# EXERCISE AIM
Rewrite every line from the one containing "I'm trying to locate the broad" down to the one containing "[366,423,412,493]", both ends included, keeping the item lines unchanged and shifting each bounding-box coordinate by -26.

┄┄┄┄┄┄┄┄┄┄┄┄┄┄┄┄┄┄┄┄

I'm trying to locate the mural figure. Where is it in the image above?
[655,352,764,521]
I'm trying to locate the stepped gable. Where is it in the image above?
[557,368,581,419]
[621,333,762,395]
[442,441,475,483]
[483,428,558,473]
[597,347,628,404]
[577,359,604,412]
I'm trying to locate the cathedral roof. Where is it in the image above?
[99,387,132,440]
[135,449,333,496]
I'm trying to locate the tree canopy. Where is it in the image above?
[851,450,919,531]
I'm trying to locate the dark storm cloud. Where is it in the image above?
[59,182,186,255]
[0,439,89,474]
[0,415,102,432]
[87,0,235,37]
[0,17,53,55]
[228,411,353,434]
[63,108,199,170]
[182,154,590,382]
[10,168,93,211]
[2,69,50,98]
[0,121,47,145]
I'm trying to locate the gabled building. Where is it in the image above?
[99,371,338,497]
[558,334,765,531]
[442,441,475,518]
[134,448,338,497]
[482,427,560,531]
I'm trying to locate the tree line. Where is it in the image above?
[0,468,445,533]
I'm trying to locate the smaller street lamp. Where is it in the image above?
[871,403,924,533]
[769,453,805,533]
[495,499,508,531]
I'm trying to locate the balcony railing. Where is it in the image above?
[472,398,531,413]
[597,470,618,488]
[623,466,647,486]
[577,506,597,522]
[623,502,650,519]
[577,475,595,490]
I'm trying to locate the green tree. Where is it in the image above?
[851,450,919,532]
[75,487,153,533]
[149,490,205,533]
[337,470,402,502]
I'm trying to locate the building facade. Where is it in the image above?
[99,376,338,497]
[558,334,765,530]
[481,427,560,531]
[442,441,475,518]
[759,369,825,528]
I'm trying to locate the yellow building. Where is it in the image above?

┄┄┄┄┄┄┄┄┄┄┄┄┄┄┄┄┄┄┄┄

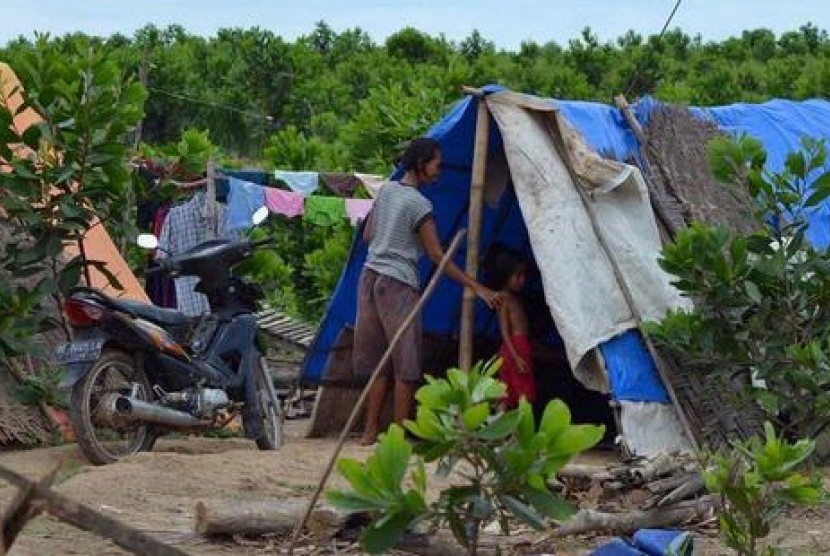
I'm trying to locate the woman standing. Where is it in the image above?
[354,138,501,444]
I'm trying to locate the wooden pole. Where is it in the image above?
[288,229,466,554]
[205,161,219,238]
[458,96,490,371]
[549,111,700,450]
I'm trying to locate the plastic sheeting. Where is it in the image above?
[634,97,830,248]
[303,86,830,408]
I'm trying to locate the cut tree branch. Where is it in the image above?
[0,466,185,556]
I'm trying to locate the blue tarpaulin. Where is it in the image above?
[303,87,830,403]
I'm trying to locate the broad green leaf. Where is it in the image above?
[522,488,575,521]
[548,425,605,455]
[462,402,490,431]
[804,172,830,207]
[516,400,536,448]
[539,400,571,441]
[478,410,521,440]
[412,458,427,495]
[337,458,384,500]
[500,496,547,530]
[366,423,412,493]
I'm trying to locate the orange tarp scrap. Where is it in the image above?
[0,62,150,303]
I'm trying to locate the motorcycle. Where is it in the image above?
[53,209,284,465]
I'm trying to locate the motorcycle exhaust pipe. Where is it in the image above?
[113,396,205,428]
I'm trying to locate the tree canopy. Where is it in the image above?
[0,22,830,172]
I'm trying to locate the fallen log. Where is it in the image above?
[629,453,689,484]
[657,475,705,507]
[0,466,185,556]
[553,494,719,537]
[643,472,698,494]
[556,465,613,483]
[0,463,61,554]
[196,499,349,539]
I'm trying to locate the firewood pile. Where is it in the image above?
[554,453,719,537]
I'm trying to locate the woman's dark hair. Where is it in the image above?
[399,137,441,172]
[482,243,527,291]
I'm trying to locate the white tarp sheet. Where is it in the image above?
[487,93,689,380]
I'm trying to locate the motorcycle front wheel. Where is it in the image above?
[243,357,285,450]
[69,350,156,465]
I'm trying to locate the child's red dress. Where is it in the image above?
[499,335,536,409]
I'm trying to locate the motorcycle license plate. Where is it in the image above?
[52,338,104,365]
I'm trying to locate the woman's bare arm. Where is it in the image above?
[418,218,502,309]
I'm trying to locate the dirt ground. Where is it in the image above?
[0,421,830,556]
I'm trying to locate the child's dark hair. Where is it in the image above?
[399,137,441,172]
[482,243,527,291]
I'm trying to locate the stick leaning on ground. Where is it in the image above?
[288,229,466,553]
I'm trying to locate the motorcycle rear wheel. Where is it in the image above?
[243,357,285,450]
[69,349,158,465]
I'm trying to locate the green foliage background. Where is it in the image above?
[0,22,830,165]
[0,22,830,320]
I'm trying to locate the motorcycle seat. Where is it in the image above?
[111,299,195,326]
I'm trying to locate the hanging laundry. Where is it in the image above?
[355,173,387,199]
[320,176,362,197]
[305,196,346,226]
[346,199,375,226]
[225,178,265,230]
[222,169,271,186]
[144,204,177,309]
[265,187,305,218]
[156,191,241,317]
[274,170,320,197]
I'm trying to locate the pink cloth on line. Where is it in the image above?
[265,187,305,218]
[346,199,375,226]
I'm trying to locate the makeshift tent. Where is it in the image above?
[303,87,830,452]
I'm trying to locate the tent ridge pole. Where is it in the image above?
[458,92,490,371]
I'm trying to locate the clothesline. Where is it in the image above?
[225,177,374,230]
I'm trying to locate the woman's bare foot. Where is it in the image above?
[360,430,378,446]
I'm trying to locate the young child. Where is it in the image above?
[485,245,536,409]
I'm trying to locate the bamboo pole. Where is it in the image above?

┄┄┄┄┄┄┄┄┄┄┄┄┄┄┄┄┄┄┄┄

# TASK OUTPUT
I'm trying to locate the broad green leaf. Where is it in the image above?
[496,462,549,495]
[522,399,579,429]
[436,376,464,405]
[778,146,804,181]
[490,374,510,422]
[513,374,545,415]
[452,384,495,414]
[386,432,401,469]
[311,432,358,474]
[474,470,521,504]
[340,397,386,467]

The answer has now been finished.